Render the lines of the items running from the line with "Exercise. Point out the cabinet" to the line with "<point>56,88</point>", both included, as a numbered list with blank lines dropped.

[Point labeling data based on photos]
::::::

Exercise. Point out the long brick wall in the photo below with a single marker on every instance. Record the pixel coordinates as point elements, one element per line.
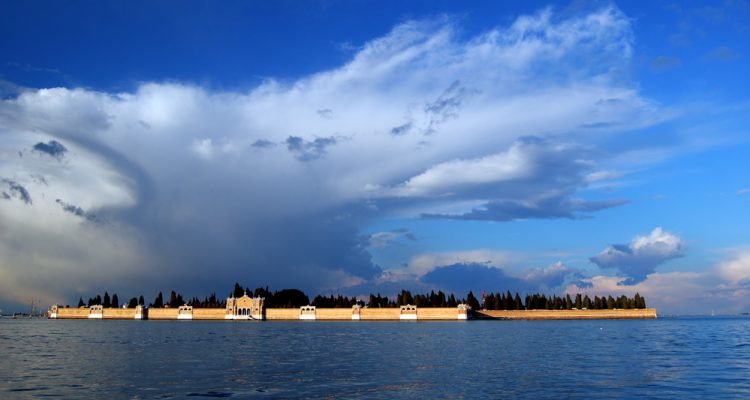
<point>568,314</point>
<point>365,314</point>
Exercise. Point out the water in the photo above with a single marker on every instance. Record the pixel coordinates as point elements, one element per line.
<point>664,358</point>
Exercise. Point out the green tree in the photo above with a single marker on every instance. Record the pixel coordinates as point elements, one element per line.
<point>472,301</point>
<point>587,303</point>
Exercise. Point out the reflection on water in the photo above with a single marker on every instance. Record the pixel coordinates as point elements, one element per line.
<point>664,358</point>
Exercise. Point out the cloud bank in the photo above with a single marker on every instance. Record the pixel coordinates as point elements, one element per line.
<point>641,257</point>
<point>194,189</point>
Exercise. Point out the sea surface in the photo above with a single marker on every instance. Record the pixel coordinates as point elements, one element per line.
<point>671,358</point>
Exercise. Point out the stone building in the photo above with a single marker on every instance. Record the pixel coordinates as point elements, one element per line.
<point>245,307</point>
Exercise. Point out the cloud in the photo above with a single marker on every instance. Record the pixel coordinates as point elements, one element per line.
<point>15,190</point>
<point>532,179</point>
<point>263,144</point>
<point>309,150</point>
<point>641,257</point>
<point>383,239</point>
<point>722,53</point>
<point>552,276</point>
<point>460,278</point>
<point>325,113</point>
<point>175,169</point>
<point>401,129</point>
<point>52,148</point>
<point>736,269</point>
<point>663,63</point>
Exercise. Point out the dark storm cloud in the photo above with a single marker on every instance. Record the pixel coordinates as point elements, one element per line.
<point>401,129</point>
<point>325,113</point>
<point>510,210</point>
<point>461,278</point>
<point>15,190</point>
<point>52,148</point>
<point>263,144</point>
<point>309,150</point>
<point>641,257</point>
<point>75,210</point>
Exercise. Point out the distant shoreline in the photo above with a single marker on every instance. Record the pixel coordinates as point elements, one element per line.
<point>356,313</point>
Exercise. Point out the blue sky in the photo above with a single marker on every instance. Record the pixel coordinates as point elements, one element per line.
<point>350,147</point>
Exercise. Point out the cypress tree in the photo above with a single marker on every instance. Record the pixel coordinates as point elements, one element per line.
<point>587,303</point>
<point>472,301</point>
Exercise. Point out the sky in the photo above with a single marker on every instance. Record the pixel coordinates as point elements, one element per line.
<point>360,147</point>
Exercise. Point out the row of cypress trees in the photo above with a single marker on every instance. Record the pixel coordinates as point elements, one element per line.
<point>293,298</point>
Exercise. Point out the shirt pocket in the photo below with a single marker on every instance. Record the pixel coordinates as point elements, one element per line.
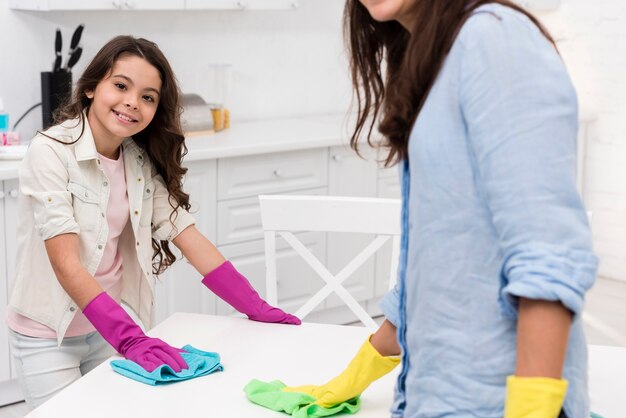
<point>147,204</point>
<point>86,206</point>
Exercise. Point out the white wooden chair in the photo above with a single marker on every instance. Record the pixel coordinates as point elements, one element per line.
<point>285,214</point>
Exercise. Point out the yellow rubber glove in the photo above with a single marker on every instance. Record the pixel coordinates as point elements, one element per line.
<point>367,366</point>
<point>534,397</point>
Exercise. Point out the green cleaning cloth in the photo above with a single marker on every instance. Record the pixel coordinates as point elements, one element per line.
<point>298,405</point>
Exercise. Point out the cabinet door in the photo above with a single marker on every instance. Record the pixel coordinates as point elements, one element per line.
<point>241,4</point>
<point>278,172</point>
<point>180,288</point>
<point>388,187</point>
<point>351,175</point>
<point>297,282</point>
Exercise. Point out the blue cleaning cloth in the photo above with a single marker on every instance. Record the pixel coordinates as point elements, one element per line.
<point>200,363</point>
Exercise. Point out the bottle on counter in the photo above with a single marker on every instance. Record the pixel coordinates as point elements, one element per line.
<point>4,124</point>
<point>4,118</point>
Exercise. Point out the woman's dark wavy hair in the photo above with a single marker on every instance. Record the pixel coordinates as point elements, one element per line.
<point>412,59</point>
<point>162,139</point>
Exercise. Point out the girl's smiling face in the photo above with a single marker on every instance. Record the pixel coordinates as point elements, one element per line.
<point>387,10</point>
<point>124,102</point>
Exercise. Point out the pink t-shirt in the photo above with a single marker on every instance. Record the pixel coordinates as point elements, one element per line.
<point>109,272</point>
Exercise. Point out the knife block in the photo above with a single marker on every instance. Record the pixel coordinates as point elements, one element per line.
<point>56,88</point>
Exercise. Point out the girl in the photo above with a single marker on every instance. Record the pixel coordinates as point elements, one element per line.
<point>100,198</point>
<point>478,111</point>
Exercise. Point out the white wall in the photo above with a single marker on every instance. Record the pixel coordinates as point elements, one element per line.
<point>592,39</point>
<point>284,63</point>
<point>291,63</point>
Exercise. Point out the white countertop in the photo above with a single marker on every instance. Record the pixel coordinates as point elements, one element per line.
<point>306,354</point>
<point>254,137</point>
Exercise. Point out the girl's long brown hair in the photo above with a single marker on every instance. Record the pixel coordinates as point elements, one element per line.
<point>413,61</point>
<point>162,139</point>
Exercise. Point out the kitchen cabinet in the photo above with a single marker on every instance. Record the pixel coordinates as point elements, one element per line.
<point>68,5</point>
<point>241,4</point>
<point>9,389</point>
<point>138,5</point>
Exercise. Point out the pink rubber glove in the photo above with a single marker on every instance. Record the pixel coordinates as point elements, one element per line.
<point>119,330</point>
<point>230,285</point>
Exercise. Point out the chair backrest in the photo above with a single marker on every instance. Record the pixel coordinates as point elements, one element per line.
<point>285,214</point>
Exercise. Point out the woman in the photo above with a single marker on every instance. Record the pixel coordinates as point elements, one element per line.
<point>479,113</point>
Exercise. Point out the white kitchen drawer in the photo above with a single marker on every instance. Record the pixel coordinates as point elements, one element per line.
<point>296,280</point>
<point>240,219</point>
<point>390,172</point>
<point>271,173</point>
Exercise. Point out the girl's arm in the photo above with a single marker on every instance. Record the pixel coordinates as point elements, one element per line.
<point>63,253</point>
<point>542,334</point>
<point>221,277</point>
<point>200,252</point>
<point>106,315</point>
<point>385,340</point>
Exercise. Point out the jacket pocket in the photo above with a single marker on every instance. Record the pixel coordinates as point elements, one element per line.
<point>147,204</point>
<point>86,206</point>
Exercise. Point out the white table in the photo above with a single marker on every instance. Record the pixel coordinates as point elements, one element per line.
<point>292,354</point>
<point>310,353</point>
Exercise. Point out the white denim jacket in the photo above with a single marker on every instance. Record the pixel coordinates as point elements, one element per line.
<point>63,189</point>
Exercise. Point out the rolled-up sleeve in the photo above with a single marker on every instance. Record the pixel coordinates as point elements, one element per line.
<point>43,179</point>
<point>390,305</point>
<point>167,226</point>
<point>521,114</point>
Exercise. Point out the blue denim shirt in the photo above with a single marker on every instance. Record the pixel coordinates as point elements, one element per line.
<point>490,214</point>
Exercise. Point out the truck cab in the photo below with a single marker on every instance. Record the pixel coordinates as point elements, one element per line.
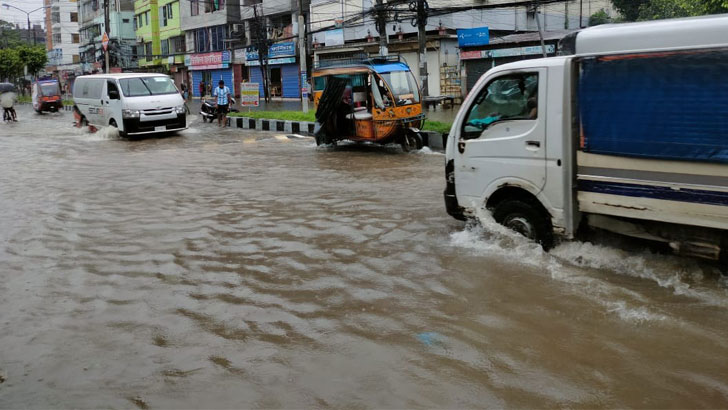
<point>627,134</point>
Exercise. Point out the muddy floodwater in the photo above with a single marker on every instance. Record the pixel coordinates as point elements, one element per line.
<point>234,269</point>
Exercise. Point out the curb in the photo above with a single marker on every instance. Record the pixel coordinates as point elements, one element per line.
<point>430,139</point>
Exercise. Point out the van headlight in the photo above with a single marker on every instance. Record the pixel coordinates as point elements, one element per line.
<point>130,113</point>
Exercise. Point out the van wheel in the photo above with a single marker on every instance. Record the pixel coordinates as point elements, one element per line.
<point>527,219</point>
<point>113,124</point>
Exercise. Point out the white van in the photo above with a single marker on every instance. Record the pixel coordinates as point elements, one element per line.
<point>135,103</point>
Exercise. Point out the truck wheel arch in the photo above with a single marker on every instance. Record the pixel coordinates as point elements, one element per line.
<point>519,200</point>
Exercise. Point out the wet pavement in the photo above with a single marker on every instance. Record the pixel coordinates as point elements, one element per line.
<point>227,269</point>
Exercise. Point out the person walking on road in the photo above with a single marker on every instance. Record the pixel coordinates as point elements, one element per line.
<point>222,92</point>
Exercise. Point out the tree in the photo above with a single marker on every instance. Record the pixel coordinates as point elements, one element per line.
<point>630,9</point>
<point>600,17</point>
<point>11,66</point>
<point>9,35</point>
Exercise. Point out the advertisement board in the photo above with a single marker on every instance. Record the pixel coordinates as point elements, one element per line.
<point>249,94</point>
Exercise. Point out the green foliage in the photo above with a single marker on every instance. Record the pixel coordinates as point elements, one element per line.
<point>633,10</point>
<point>600,17</point>
<point>630,9</point>
<point>34,57</point>
<point>9,36</point>
<point>11,66</point>
<point>13,60</point>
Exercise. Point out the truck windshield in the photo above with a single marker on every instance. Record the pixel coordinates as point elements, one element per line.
<point>136,87</point>
<point>403,86</point>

::::::

Answer to this task:
1. Exercise. Point out the cabinet door in the photo above with a single marker on every instance. Record the pixel coordinates as point elements, one element per line.
2. <point>241,4</point>
3. <point>278,172</point>
4. <point>180,288</point>
5. <point>388,187</point>
6. <point>351,175</point>
7. <point>297,282</point>
8. Exercise. Point out the blue cleaning cloth in the photo above with a single marker on every instance. Record the pixel coordinates as point elements, one element per line.
9. <point>200,363</point>
10. Exercise. Point out the bottle on counter in the photo above with a single marker on every instance. Record the pixel coordinates as point elements, one element per line.
11. <point>4,124</point>
12. <point>4,118</point>
13. Exercise. Point out the woman's dark wavy hair in the photo above with a single marker on every instance. Record the pixel coordinates as point elements, one element per line.
14. <point>412,59</point>
15. <point>162,139</point>
16. Exercise. Point out the girl's smiling face in the photo above with a single marker on every instance. Record the pixel coordinates as point elements, one element per line.
17. <point>387,10</point>
18. <point>124,102</point>
19. Exercise. Point out the pink t-shirt in the photo above with a single marker on every instance. Record the pixel coordinates as point elements, one element per line.
20. <point>109,272</point>
21. Exercise. Point out the knife block in the photo above with a single marker on every instance. Record the pixel coordinates as point elements, one element per line.
22. <point>56,88</point>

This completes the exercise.